= Passage =
Sunday, 10 January 2016

moral hazards - mishaal kirpalani

Moral Hazards
By Mishaal Kirpalani
Asymmetric information
This is when one party does not have as much information about the product as the other. This leads to a kind of market failure.

Examples

·      Buyer has more information than the seller
In health insurance, the buyer knows how bad or good his health actually is while the insurance company knows only a limited mount of information from the buyer’s medical reports

·      The seller has more information that the buyer
In real estate businesses the seller has a lot more information about the property he is selling but he would like to sell it for a high value and therefor will withhold valuable information from the buyers. Information like neighbourhood criminal activities or the structural integrity of the building.

Moral hazards
Moral hazards occur because of asymmetric information. This is when a buyer or seller changes their behaviour after the purchase of the product. This is also he principal agent problem

Examples
·      When the buyer changes behaviour
Taking the previous example of insurance, we can see that the buyer knows his own bad or good habits. After successfully purchasing insurance, the buyer will or can change his/her behaviour because he knows that he is insured

·      When the seller changes behaviour
When a person buys a second hand car and the deal is made and the delivery date is set, the seller would drive his/her car recklessly as it is not their property anymore and they do not have to pay for damages

Solutions
·      Private insurance companies charge higher insurance rates just in case their buyers behaviour changes. The also have ‘out of pocket payments’ where the buyer must pay some money as well when claiming his/her insurance. This ‘out of pocket payment’ acts as an incentive for people to not be reckless.
·      Information through government or other sources also helps as the buyer is more aware of what he/she is buying
·      Incentive also works as a solution. An office worker who is hired can change his work habits after being hired and his employer cannot know what he is doing at all times. However, if he is paid well, he will work his best not to lose his job.

Citations
http://www.econport.org/content/handbook/Imperfect-Information/asymmetric.html
http://www.econport.org/content/handbook/Unemployment/Comparing/MoralHazard.html




1 comment:

Bipin Kala said...

You explained the concept beautifully.
Is it possible to present case study that can support your views. Evaluate the causes and consequences of the situation that will lead to market failure. To an what extent government intervention can help the market to recover from the failure.

= Problem description =
According to the passage on moral hazards, what do private insurance companies use as an incentive for people not to be reckless?

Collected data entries
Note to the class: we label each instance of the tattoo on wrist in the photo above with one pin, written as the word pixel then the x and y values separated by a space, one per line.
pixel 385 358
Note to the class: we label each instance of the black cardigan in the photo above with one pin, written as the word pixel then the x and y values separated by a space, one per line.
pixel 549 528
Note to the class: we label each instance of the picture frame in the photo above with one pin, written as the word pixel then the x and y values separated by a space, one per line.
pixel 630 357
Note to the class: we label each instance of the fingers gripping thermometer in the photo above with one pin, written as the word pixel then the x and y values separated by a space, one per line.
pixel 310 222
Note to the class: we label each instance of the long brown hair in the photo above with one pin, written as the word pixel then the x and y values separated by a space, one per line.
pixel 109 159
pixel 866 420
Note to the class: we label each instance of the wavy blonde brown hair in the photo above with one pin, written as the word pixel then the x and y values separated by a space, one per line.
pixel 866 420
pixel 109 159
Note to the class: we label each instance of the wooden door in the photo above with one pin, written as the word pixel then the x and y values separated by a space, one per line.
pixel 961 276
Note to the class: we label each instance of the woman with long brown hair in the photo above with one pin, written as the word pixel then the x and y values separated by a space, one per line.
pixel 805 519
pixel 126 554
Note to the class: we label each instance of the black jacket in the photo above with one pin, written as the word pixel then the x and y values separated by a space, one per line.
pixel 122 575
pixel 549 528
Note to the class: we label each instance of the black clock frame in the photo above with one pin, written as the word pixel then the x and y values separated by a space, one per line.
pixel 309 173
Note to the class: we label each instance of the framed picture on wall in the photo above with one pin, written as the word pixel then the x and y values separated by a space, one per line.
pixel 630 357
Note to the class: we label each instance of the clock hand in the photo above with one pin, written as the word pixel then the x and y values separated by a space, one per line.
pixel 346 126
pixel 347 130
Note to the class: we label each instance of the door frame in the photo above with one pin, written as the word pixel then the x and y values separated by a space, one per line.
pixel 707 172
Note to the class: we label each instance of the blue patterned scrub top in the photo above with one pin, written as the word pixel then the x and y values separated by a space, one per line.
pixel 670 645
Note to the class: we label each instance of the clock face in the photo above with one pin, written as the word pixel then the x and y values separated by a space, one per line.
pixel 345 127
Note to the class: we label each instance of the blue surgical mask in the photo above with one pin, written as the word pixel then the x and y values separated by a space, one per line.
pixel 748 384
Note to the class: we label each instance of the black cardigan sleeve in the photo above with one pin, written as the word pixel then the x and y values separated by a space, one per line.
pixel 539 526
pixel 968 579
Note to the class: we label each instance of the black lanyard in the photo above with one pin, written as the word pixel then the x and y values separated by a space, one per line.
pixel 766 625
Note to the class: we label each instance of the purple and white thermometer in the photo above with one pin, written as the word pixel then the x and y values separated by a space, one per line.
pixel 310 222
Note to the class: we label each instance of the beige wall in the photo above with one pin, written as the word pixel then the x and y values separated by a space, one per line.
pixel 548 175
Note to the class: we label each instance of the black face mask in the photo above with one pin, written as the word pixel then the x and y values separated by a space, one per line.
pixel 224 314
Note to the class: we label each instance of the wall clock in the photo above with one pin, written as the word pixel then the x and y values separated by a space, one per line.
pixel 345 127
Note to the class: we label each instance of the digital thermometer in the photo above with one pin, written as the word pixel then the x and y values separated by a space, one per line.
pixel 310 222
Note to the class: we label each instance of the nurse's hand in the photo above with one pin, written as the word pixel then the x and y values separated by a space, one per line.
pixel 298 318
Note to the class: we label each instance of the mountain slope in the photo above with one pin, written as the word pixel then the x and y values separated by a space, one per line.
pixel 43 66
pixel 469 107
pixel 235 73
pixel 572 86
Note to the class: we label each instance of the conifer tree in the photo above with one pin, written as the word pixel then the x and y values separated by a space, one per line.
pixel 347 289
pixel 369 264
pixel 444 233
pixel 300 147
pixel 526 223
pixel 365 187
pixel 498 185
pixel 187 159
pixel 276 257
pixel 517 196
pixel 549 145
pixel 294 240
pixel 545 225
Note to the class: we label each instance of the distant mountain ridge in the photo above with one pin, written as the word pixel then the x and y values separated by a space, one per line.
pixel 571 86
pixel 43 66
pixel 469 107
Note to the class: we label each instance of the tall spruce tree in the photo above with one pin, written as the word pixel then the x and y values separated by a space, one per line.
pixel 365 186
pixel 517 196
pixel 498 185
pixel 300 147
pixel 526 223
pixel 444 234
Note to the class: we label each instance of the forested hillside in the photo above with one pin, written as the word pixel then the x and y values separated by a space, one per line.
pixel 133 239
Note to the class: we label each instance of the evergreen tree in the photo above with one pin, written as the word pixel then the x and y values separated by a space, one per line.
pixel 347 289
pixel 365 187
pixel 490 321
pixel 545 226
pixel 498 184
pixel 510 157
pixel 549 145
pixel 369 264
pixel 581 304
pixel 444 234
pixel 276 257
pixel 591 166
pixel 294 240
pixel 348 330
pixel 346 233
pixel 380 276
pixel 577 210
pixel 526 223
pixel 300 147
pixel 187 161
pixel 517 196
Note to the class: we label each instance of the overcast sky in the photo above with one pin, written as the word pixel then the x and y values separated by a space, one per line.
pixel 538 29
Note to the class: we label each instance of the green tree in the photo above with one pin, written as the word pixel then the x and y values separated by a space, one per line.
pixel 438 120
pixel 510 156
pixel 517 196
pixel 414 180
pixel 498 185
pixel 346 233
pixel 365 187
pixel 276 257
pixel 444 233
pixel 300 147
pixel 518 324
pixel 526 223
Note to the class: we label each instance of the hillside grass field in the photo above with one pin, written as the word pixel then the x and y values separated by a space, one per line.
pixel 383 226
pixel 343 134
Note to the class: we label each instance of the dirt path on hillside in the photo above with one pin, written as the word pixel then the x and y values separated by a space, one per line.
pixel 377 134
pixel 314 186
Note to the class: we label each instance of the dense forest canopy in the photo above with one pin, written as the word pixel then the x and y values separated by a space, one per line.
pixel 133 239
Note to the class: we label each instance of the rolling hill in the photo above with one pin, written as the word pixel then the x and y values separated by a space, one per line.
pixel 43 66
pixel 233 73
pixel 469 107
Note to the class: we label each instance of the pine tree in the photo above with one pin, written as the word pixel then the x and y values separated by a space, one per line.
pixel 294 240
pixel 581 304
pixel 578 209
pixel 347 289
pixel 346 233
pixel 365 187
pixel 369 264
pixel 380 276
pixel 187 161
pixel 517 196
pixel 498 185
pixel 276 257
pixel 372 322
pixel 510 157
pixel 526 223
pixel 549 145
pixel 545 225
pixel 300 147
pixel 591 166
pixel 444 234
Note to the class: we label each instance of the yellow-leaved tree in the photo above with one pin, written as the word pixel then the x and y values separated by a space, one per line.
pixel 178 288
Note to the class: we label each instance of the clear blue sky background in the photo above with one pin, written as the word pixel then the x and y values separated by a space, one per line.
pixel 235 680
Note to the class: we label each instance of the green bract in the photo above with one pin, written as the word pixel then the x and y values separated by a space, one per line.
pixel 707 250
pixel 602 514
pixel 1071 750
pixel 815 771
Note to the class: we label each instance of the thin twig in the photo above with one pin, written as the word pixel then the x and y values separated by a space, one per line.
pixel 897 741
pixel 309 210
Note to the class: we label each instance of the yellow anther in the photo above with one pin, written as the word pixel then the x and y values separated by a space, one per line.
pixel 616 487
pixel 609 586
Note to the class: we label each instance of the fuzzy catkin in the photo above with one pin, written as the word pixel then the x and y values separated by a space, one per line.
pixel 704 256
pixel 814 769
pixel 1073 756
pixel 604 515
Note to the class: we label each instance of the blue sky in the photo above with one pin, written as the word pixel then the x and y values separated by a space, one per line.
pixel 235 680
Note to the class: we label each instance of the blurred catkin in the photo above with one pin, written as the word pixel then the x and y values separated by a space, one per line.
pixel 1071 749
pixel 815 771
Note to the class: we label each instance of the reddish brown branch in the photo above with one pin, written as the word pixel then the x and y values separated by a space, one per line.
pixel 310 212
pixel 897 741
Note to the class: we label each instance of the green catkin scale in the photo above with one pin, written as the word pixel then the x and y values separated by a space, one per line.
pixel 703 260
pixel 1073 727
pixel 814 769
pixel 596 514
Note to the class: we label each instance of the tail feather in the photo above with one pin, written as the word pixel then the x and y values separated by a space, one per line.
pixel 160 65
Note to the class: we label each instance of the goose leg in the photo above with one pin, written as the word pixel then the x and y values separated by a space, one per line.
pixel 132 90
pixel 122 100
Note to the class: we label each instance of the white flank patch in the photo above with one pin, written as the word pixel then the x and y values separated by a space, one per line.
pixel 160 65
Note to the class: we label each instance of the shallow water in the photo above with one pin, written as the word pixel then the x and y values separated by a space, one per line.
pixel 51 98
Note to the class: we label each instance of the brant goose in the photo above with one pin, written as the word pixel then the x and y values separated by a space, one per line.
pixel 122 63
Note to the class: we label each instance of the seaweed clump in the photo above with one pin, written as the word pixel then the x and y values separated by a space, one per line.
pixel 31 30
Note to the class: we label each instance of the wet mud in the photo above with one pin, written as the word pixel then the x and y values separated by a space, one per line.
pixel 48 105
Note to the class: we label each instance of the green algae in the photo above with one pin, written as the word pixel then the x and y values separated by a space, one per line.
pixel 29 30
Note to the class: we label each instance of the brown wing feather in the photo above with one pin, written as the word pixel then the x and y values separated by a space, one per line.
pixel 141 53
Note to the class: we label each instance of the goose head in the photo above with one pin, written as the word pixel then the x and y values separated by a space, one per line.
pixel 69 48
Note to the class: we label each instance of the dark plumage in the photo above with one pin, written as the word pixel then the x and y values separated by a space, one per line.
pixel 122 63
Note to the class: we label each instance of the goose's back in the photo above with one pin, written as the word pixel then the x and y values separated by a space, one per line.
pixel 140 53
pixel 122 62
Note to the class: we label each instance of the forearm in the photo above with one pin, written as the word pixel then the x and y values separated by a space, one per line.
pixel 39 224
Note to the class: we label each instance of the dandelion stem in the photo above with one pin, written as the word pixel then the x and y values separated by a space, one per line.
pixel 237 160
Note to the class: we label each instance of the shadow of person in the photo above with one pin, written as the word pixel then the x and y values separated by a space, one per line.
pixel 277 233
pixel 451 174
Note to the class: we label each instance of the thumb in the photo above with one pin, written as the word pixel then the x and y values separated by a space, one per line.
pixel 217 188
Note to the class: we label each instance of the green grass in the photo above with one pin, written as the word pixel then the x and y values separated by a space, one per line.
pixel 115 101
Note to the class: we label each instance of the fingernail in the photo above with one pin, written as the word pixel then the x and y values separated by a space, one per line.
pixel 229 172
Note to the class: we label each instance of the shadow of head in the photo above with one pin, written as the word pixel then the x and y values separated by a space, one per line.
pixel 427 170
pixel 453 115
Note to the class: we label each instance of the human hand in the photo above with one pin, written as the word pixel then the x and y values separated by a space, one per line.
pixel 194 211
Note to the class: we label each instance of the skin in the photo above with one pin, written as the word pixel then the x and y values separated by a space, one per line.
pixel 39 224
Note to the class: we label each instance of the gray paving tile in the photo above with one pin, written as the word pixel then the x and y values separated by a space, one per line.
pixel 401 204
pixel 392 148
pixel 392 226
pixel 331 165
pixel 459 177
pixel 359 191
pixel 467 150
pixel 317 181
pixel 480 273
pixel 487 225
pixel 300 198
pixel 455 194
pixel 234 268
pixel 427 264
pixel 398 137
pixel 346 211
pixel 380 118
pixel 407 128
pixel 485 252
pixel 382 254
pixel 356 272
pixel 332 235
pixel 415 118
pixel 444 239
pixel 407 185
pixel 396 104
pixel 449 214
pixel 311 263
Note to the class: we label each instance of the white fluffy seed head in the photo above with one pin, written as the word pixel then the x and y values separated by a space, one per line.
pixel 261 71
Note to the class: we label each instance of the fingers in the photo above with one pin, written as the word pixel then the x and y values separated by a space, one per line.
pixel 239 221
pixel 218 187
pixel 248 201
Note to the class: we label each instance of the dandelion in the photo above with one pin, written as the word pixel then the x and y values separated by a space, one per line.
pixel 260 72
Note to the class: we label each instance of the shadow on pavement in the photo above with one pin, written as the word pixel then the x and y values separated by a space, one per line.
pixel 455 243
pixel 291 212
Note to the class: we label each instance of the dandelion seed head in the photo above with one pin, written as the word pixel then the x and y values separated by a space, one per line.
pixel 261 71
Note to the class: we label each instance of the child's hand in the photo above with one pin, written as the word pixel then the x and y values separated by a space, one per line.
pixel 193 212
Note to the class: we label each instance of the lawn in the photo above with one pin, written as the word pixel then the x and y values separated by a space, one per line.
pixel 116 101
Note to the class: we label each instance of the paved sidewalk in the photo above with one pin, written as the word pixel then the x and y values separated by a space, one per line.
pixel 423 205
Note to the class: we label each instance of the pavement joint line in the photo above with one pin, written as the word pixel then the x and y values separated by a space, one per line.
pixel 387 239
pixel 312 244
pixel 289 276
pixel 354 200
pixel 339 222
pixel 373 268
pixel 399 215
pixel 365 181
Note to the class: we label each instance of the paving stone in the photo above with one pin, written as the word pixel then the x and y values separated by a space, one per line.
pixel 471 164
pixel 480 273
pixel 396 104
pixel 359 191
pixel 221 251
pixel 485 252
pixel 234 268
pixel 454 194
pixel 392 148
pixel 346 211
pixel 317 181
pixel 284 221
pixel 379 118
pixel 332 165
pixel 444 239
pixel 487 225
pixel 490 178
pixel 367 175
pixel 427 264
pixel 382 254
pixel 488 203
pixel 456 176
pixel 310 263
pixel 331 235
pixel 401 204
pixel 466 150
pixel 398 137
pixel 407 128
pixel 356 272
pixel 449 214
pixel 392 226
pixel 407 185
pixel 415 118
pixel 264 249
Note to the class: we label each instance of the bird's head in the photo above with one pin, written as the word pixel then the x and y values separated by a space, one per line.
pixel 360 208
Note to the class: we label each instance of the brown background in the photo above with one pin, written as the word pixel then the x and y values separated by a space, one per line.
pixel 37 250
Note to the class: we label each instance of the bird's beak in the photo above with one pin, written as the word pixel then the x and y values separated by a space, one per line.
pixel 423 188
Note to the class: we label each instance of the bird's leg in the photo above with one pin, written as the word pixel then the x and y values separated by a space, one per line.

= Worked solution =
They use "out of pocket payments," where the buyer must pay some money when claiming insurance.